Write out the lines below once more, exactly as they appear. Do not include pictures.

::::

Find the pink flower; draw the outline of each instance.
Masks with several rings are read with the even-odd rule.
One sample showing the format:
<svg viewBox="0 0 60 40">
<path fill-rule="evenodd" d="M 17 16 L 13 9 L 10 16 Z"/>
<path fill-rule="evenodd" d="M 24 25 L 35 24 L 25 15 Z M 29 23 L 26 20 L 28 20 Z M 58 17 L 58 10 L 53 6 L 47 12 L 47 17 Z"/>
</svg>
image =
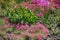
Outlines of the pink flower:
<svg viewBox="0 0 60 40">
<path fill-rule="evenodd" d="M 48 34 L 46 33 L 46 34 L 44 34 L 44 36 L 45 36 L 45 37 L 48 37 Z"/>
<path fill-rule="evenodd" d="M 45 37 L 48 36 L 48 29 L 44 26 L 44 24 L 40 24 L 40 23 L 36 23 L 36 27 L 39 29 L 41 28 L 44 31 L 44 35 Z"/>
<path fill-rule="evenodd" d="M 45 37 L 47 37 L 48 36 L 48 29 L 47 28 L 45 28 L 45 29 L 43 29 L 44 30 L 44 35 L 45 35 Z"/>
<path fill-rule="evenodd" d="M 24 29 L 27 29 L 29 26 L 27 25 L 27 24 L 25 24 L 25 25 L 22 25 L 22 24 L 17 24 L 17 30 L 24 30 Z"/>
<path fill-rule="evenodd" d="M 37 35 L 38 40 L 42 40 L 42 37 L 40 34 Z"/>
<path fill-rule="evenodd" d="M 48 29 L 44 26 L 44 24 L 40 23 L 36 23 L 36 25 L 31 25 L 30 27 L 27 24 L 22 25 L 18 23 L 17 30 L 24 30 L 24 32 L 21 33 L 22 35 L 29 37 L 37 37 L 38 40 L 42 40 L 42 35 L 39 34 L 40 30 L 44 31 L 44 37 L 47 37 L 48 35 Z M 38 33 L 36 33 L 36 30 Z"/>
<path fill-rule="evenodd" d="M 28 33 L 28 30 L 25 30 L 25 31 L 24 31 L 24 34 L 25 34 L 25 33 L 26 33 L 26 35 L 27 35 L 27 33 Z"/>
<path fill-rule="evenodd" d="M 10 38 L 10 40 L 15 37 L 15 34 L 9 34 L 9 33 L 7 33 L 6 35 Z"/>
<path fill-rule="evenodd" d="M 54 7 L 56 8 L 60 8 L 60 1 L 59 0 L 52 0 L 52 2 L 54 4 Z"/>
<path fill-rule="evenodd" d="M 25 8 L 25 7 L 27 7 L 28 4 L 29 4 L 28 2 L 22 2 L 21 6 Z"/>
<path fill-rule="evenodd" d="M 43 16 L 42 13 L 37 13 L 36 15 L 37 15 L 37 17 Z"/>
<path fill-rule="evenodd" d="M 33 8 L 32 4 L 29 4 L 27 8 L 32 9 Z"/>
<path fill-rule="evenodd" d="M 37 27 L 40 27 L 40 28 L 42 28 L 42 29 L 45 28 L 44 24 L 36 23 L 36 25 L 37 25 Z"/>
<path fill-rule="evenodd" d="M 40 0 L 40 1 L 38 2 L 38 4 L 39 4 L 40 6 L 42 6 L 42 5 L 49 6 L 49 2 L 46 1 L 46 0 Z"/>
<path fill-rule="evenodd" d="M 18 29 L 18 30 L 22 30 L 22 29 L 24 29 L 24 27 L 25 27 L 24 25 L 19 25 L 19 26 L 17 27 L 17 29 Z"/>
<path fill-rule="evenodd" d="M 60 8 L 60 4 L 55 4 L 55 7 L 56 8 Z"/>
<path fill-rule="evenodd" d="M 8 27 L 13 27 L 13 26 L 10 23 L 5 24 L 5 25 L 2 26 L 2 28 L 8 28 Z"/>
<path fill-rule="evenodd" d="M 8 26 L 7 25 L 3 25 L 2 28 L 7 28 Z"/>
<path fill-rule="evenodd" d="M 15 37 L 20 39 L 22 37 L 22 34 L 15 34 Z"/>
<path fill-rule="evenodd" d="M 6 22 L 6 23 L 8 23 L 8 21 L 9 21 L 8 18 L 5 18 L 5 19 L 3 20 L 3 22 Z"/>
<path fill-rule="evenodd" d="M 37 7 L 38 7 L 37 4 L 28 4 L 27 5 L 27 8 L 30 9 L 30 10 L 36 9 Z"/>
<path fill-rule="evenodd" d="M 29 30 L 25 30 L 23 34 L 24 34 L 25 36 L 30 36 L 30 37 L 32 37 L 32 34 L 29 33 Z"/>
<path fill-rule="evenodd" d="M 35 31 L 35 27 L 34 27 L 33 25 L 30 26 L 29 31 L 30 31 L 30 32 L 34 32 L 34 31 Z"/>
<path fill-rule="evenodd" d="M 44 24 L 36 23 L 36 25 L 36 27 L 41 27 L 44 30 L 44 32 L 48 32 L 48 29 L 44 26 Z"/>
<path fill-rule="evenodd" d="M 48 29 L 47 28 L 44 28 L 43 29 L 45 33 L 48 33 Z"/>
</svg>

::::

▸ RESPONSE TO THE EXERCISE:
Find the pink flower; draw the outline of each instance.
Masks with several rings are read with the even-odd rule.
One sample showing the format:
<svg viewBox="0 0 60 40">
<path fill-rule="evenodd" d="M 17 16 L 13 9 L 10 16 Z"/>
<path fill-rule="evenodd" d="M 24 25 L 35 24 L 25 15 Z M 29 23 L 26 20 L 28 20 Z M 58 17 L 58 10 L 53 6 L 47 12 L 47 17 Z"/>
</svg>
image =
Outlines of the pink flower:
<svg viewBox="0 0 60 40">
<path fill-rule="evenodd" d="M 48 34 L 46 33 L 46 34 L 44 34 L 44 36 L 45 36 L 45 37 L 48 37 Z"/>
<path fill-rule="evenodd" d="M 45 37 L 48 36 L 48 29 L 44 26 L 44 24 L 40 24 L 40 23 L 36 23 L 36 27 L 39 29 L 41 28 L 44 31 L 44 35 Z"/>
<path fill-rule="evenodd" d="M 45 37 L 47 37 L 48 36 L 48 29 L 47 28 L 45 28 L 45 29 L 43 29 L 44 30 L 44 35 L 45 35 Z"/>
<path fill-rule="evenodd" d="M 24 29 L 27 29 L 29 26 L 27 25 L 27 24 L 25 24 L 25 25 L 22 25 L 22 24 L 17 24 L 17 30 L 24 30 Z"/>
<path fill-rule="evenodd" d="M 37 35 L 38 40 L 42 40 L 42 37 L 40 34 Z"/>
<path fill-rule="evenodd" d="M 48 29 L 44 26 L 44 24 L 40 23 L 36 23 L 36 25 L 31 25 L 30 27 L 27 24 L 22 25 L 18 23 L 17 30 L 24 30 L 24 32 L 21 33 L 22 35 L 29 37 L 37 37 L 38 40 L 42 40 L 42 35 L 39 34 L 40 30 L 44 31 L 44 37 L 47 37 L 48 35 Z M 38 33 L 36 33 L 36 30 Z"/>
<path fill-rule="evenodd" d="M 28 33 L 28 30 L 25 30 L 25 31 L 24 31 L 24 34 L 25 34 L 25 33 L 26 33 L 26 35 L 27 35 L 27 33 Z"/>
<path fill-rule="evenodd" d="M 10 38 L 10 40 L 15 37 L 15 34 L 9 34 L 9 33 L 7 33 L 6 35 Z"/>
<path fill-rule="evenodd" d="M 54 7 L 56 8 L 60 8 L 60 1 L 59 0 L 52 0 L 52 2 L 54 4 Z"/>
<path fill-rule="evenodd" d="M 25 8 L 25 7 L 27 7 L 28 4 L 29 4 L 28 2 L 22 2 L 21 6 Z"/>
<path fill-rule="evenodd" d="M 43 16 L 42 13 L 37 13 L 36 15 L 37 15 L 37 17 Z"/>
<path fill-rule="evenodd" d="M 33 8 L 32 4 L 29 4 L 27 8 L 32 9 Z"/>
<path fill-rule="evenodd" d="M 37 27 L 40 27 L 40 28 L 42 28 L 42 29 L 45 28 L 44 24 L 36 23 L 36 25 L 37 25 Z"/>
<path fill-rule="evenodd" d="M 40 0 L 40 1 L 38 2 L 38 4 L 39 4 L 40 6 L 42 6 L 42 5 L 49 6 L 49 2 L 46 1 L 46 0 Z"/>
<path fill-rule="evenodd" d="M 18 29 L 18 30 L 22 30 L 22 29 L 24 29 L 24 27 L 25 27 L 24 25 L 19 25 L 19 26 L 17 27 L 17 29 Z"/>
<path fill-rule="evenodd" d="M 60 8 L 60 4 L 55 4 L 55 7 L 56 8 Z"/>
<path fill-rule="evenodd" d="M 8 27 L 13 27 L 13 26 L 10 23 L 5 24 L 5 25 L 2 26 L 2 28 L 8 28 Z"/>
<path fill-rule="evenodd" d="M 8 26 L 7 25 L 3 25 L 2 28 L 7 28 Z"/>
<path fill-rule="evenodd" d="M 15 37 L 20 39 L 22 37 L 22 34 L 15 34 Z"/>
<path fill-rule="evenodd" d="M 6 22 L 6 23 L 8 23 L 8 21 L 9 21 L 8 18 L 5 18 L 5 19 L 3 20 L 3 22 Z"/>
<path fill-rule="evenodd" d="M 37 7 L 38 7 L 37 4 L 28 4 L 27 5 L 27 8 L 30 9 L 30 10 L 36 9 Z"/>
<path fill-rule="evenodd" d="M 29 30 L 25 30 L 23 34 L 24 34 L 25 36 L 30 36 L 30 37 L 32 37 L 32 34 L 29 33 Z"/>
<path fill-rule="evenodd" d="M 35 31 L 35 27 L 34 27 L 33 25 L 30 26 L 29 31 L 30 31 L 30 32 L 34 32 L 34 31 Z"/>
<path fill-rule="evenodd" d="M 44 24 L 36 23 L 36 25 L 36 27 L 41 27 L 44 30 L 44 32 L 48 32 L 48 29 L 44 26 Z"/>
<path fill-rule="evenodd" d="M 48 29 L 47 28 L 44 28 L 43 29 L 45 33 L 48 33 Z"/>
</svg>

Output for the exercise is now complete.